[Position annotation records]
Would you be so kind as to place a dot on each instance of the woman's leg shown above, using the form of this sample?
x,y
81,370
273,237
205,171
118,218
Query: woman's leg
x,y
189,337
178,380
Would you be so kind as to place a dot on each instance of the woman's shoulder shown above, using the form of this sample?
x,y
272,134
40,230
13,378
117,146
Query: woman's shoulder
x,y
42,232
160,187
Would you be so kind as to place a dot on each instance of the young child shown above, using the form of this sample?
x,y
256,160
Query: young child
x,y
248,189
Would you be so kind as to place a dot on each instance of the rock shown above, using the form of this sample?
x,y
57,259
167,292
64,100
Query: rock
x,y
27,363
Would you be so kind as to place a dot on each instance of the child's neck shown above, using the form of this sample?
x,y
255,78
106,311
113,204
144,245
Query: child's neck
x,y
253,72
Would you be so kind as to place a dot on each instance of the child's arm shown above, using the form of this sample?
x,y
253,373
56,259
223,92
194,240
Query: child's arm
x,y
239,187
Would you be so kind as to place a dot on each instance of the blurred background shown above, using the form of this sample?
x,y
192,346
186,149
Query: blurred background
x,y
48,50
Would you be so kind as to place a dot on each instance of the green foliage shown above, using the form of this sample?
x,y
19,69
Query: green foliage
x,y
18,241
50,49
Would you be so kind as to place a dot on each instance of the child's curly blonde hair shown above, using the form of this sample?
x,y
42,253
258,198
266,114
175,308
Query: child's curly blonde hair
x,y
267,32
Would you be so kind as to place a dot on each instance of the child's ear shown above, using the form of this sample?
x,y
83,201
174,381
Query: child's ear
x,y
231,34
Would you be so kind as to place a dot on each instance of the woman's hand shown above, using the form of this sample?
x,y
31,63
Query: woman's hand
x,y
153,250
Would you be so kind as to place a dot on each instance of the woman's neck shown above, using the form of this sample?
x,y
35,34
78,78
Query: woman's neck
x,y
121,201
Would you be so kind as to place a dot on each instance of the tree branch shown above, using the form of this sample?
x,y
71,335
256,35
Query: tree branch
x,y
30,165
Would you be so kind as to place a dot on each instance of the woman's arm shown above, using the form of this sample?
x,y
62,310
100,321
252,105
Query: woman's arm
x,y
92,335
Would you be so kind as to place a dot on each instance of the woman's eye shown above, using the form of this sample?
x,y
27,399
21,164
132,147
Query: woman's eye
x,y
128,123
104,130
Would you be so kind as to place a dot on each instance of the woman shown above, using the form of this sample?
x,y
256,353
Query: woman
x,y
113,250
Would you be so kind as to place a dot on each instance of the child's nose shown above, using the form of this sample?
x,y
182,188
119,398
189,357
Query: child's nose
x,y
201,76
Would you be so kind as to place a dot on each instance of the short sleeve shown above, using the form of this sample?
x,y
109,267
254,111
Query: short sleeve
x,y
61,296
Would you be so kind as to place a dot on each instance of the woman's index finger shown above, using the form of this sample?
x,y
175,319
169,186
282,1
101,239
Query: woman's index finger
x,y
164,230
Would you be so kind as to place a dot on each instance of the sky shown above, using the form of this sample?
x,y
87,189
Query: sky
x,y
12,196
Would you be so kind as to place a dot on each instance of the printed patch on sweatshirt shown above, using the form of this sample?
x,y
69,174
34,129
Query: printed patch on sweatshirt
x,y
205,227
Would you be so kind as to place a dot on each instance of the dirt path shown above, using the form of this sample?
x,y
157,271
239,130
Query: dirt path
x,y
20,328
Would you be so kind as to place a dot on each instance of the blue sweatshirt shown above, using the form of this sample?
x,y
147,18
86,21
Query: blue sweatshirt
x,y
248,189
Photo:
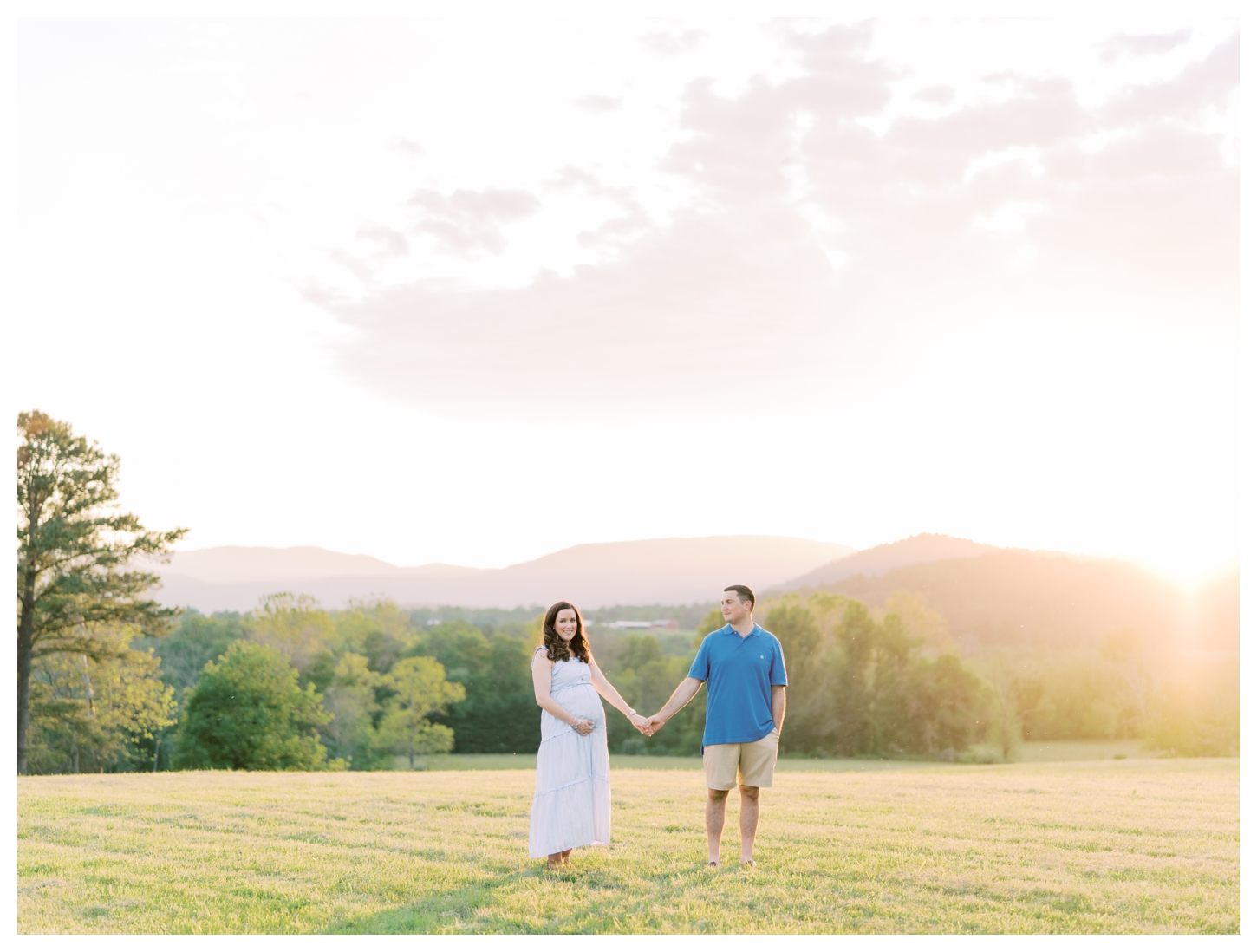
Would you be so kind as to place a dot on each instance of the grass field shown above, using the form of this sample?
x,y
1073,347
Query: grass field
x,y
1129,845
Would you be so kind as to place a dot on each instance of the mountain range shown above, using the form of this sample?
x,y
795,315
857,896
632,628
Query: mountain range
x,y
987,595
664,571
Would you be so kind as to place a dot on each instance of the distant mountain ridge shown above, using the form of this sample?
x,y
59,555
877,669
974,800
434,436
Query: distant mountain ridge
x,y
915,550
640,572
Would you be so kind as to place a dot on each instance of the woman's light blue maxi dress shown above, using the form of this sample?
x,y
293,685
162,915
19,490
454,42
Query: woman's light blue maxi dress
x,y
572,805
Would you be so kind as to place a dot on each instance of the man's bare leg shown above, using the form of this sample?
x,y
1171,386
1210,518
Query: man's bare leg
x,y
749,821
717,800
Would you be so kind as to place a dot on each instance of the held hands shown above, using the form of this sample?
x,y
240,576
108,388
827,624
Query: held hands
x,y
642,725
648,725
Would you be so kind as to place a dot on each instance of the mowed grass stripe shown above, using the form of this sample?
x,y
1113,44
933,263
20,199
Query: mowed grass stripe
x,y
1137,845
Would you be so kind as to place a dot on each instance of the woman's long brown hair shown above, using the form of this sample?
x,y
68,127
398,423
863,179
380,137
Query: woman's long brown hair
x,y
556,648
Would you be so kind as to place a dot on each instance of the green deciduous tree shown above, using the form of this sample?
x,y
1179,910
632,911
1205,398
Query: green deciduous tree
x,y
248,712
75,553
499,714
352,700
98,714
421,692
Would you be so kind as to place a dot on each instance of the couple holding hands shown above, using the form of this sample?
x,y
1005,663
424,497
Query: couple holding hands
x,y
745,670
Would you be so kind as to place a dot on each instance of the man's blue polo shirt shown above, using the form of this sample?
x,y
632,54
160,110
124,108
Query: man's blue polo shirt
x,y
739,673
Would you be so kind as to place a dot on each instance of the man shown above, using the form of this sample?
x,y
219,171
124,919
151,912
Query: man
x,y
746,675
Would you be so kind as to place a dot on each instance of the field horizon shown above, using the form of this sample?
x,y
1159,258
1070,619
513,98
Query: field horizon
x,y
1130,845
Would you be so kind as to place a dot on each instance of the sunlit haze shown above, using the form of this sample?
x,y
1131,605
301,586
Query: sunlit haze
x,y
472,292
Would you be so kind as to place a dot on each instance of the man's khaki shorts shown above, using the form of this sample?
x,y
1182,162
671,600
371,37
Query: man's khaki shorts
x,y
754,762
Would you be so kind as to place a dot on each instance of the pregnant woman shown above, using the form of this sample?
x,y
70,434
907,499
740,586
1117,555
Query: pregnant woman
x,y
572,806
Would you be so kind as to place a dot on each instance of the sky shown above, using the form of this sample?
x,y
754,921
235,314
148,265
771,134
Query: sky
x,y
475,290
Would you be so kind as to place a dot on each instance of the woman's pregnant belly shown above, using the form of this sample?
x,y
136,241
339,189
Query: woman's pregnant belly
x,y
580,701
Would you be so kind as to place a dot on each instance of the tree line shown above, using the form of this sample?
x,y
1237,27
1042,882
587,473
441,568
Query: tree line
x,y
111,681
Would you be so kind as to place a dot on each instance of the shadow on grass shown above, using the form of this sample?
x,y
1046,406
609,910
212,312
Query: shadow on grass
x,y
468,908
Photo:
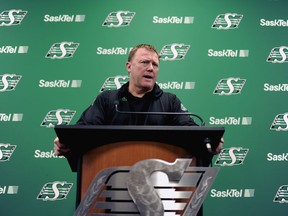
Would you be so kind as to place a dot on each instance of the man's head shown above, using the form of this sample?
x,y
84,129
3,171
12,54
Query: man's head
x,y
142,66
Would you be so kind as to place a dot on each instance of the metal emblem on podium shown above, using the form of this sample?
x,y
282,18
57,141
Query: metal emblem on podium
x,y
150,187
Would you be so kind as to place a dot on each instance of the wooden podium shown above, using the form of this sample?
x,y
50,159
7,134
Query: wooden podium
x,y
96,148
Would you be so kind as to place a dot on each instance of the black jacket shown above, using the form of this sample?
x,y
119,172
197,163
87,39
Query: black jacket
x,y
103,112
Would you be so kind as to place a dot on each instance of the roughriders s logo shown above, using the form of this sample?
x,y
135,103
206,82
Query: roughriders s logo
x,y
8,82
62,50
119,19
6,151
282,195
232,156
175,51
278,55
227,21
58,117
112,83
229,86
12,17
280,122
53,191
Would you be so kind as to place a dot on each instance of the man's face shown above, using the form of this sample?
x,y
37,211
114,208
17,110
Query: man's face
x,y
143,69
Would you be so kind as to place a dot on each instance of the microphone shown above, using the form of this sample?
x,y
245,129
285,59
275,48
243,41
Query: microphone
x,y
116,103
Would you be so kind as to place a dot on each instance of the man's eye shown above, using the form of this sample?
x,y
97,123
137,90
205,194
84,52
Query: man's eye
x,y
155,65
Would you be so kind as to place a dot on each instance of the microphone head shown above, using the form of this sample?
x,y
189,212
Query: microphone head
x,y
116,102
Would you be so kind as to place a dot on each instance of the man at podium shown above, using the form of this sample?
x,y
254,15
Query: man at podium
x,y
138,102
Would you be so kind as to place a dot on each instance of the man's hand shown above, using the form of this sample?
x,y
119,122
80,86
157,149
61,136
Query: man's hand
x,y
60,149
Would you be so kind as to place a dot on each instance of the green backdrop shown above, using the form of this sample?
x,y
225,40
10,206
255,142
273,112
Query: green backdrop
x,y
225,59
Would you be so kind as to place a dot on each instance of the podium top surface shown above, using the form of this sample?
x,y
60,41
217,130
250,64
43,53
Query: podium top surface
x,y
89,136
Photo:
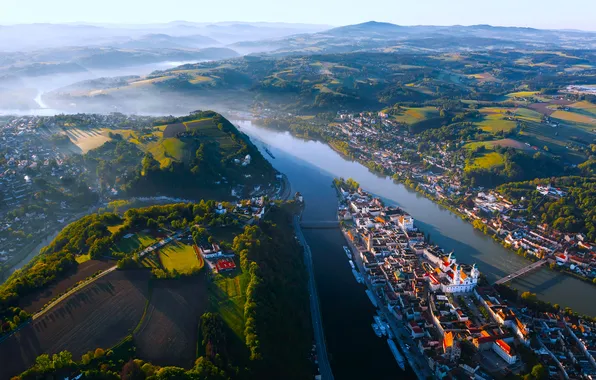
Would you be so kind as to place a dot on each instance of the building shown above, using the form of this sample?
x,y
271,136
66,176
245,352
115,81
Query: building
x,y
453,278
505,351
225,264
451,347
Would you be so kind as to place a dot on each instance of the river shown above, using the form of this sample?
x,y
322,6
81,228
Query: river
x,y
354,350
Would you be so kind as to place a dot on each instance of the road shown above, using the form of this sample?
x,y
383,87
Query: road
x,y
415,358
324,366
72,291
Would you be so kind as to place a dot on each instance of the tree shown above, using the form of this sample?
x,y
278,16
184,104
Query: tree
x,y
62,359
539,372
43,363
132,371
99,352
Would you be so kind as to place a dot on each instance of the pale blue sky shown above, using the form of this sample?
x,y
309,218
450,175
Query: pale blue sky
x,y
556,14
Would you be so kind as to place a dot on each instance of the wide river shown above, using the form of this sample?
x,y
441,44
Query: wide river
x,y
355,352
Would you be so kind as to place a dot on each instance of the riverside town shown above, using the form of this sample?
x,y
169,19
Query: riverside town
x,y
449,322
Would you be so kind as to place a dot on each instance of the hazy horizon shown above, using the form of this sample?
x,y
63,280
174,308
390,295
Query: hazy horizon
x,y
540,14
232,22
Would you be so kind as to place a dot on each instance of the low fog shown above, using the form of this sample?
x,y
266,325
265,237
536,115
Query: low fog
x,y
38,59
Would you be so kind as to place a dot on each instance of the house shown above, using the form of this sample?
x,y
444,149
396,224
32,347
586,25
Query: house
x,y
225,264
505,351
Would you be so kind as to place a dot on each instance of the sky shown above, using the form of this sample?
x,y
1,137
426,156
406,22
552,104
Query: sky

» TASK DIRECTIONS: Nothing but the lines from the one with "of the pale" through the last line should be repeated, each exactly as it stands.

» ANSWER FOR THIS EXERCISE:
Would you be so kind as to place a dot on each instance of the pale blue sky shown above, using the form of this sample?
x,y
309,218
450,175
Query: pale blue sky
x,y
556,14
Would you be so kind as to place a dot on each instance of the wide river shown above, using the form of this sample?
x,y
441,44
Query: wide river
x,y
355,352
Would you be so kind as to place a dot on each instance of the riverside town shown above, using the form of this sample?
x,y
169,19
Query: riverside town
x,y
449,322
Would you be so kind as to place a dot on each instance of the hazy horizon shown above, using the form of this sample?
x,y
63,280
174,308
390,295
Query: hazy horizon
x,y
540,14
232,22
Would you be so kind as to place a dot on each instance of the low fog shown above, using the form of this sample?
x,y
266,325
265,237
536,115
Query: low fog
x,y
38,59
Would you be so kind as to place a dot on each instance of the house shown above, using the form of this sample?
x,y
444,149
396,224
32,347
586,25
Query: house
x,y
225,264
505,351
Would you be so kind as to place a dot on each instance of the sky shown above, using the form of this sample?
x,y
1,137
426,156
406,22
552,104
Query: sky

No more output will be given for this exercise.